SUPPLIED PASSAGE:

▼

There’s been a lot of chatter recently surrounding the possibility of having to pay £5 for a flat white – just how did we get here and what does it tell us about our world in general? asks Findlay Leask, MD of Caber Coffee.
Having been in the coffee industry for well over 20 years, I can still recall discussions with customers who were nervous of the impact on sales by even considering charging £2, or more, for a freshly made coffee. The fact that our industry is even discussing a fiver for a brew isn’t as shocking as it should be, even if it is the defining headline of our recent period of punitive inflation.
Everything is more expensive now. It feels like our weekly shop has doubled in cost, yet the cost of eating out hasn’t. Hospitality has had to be unbelievably creative over these last few years to maintain any sort of margin: you’re not paying £25 for a plate of fish and chips but that’s the sort of price that your favourite eatery should be charging to achieve pre-pandemic margins.
Speak to anyone in Scottish hospitality about the challenges the industry is facing, and everyone will give the same three answers in the same order: rates; energy costs; staff availability and costs.
Rates relief for hospitality is not being entertained by the Scottish Government but, south of the border, up to 75% off is promised. Energy is still brutally expensive especially for venues that need heat, light and power for kitchen equipment. The minimum wage has risen, and another increase is due shortly.
And then there’s coffee. As a commodity, traded much like oil in futures markets (large scale roasters buy coffee before the crop has even grown!), is susceptible to speculators, weather and other market fluctuations. To compound matters, Vietnam, which produces a huge proportion of the world’s robusta coffee, has decided to grow more profitable crops and is actively encouraging farmers to rip out coffee plantations. Brazil, whose coffee has been a market staple for as long as I can remember, has experienced a surge in national demand and we’re on the brink of the country no longer having spare coffee to export. The net result? Demand is outstripping supply, and the market price is at its highest point since 2011.

▲

SUPPLIED DATA:
▼

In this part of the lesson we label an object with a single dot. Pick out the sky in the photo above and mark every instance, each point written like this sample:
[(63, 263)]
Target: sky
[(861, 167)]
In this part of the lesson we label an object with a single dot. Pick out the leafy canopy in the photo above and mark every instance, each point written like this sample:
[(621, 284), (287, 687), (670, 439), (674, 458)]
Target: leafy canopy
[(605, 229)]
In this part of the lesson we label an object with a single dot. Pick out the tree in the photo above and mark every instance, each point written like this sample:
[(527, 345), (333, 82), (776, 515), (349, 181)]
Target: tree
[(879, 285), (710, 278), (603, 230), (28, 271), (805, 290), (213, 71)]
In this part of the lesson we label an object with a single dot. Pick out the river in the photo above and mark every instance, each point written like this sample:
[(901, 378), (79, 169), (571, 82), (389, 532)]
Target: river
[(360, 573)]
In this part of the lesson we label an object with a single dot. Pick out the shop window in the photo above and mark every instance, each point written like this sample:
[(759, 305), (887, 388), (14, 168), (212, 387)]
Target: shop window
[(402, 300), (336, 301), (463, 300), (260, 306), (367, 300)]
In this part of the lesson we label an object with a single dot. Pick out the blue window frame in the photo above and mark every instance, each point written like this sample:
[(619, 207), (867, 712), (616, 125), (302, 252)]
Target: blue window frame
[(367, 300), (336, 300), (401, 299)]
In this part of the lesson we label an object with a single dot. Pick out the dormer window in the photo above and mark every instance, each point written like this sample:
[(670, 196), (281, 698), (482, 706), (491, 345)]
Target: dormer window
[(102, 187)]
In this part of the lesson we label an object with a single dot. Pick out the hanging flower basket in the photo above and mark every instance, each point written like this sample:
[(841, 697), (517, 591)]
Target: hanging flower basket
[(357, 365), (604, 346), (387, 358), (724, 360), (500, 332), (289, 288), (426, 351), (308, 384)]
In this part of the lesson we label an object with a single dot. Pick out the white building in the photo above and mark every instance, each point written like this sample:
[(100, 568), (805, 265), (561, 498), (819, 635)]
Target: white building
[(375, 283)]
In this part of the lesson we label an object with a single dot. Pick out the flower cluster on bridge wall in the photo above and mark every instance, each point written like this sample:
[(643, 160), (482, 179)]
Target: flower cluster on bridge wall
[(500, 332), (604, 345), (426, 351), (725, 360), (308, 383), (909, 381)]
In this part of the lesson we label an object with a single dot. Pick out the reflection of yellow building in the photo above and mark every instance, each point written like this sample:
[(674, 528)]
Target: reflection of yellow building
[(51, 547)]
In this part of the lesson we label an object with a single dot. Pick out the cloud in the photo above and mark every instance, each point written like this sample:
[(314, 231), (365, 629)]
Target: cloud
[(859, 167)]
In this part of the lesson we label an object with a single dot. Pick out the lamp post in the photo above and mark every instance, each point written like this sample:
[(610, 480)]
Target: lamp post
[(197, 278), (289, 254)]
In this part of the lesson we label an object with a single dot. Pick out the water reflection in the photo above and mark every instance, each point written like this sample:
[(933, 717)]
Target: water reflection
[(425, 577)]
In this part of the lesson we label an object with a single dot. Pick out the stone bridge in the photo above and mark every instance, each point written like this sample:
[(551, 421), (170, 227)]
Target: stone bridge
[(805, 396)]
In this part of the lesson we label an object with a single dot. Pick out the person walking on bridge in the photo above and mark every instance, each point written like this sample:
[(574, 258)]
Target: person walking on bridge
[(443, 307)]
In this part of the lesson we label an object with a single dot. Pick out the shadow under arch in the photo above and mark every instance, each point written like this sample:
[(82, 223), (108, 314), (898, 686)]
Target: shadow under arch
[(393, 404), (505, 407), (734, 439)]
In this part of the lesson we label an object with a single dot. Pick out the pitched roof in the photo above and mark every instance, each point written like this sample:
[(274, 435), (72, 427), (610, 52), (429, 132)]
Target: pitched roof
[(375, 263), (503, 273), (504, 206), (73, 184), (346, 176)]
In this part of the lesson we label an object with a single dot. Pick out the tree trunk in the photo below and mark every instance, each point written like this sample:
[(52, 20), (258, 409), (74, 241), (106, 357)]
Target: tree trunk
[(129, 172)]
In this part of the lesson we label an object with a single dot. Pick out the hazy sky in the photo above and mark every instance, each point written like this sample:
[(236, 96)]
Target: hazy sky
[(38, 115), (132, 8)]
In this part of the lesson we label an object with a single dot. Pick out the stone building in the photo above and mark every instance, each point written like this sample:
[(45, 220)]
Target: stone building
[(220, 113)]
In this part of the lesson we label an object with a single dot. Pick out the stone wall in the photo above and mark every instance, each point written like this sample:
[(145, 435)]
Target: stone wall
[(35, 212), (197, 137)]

▲

PROBLEM: From the article on coffee prices, output the passage word for word, beginning with the words "There’s been a" and stopping after "of Caber Coffee.".

SOLUTION FOR THIS PROBLEM:
There’s been a lot of chatter recently surrounding the possibility of having to pay £5 for a flat white – just how did we get here and what does it tell us about our world in general? asks Findlay Leask, MD of Caber Coffee.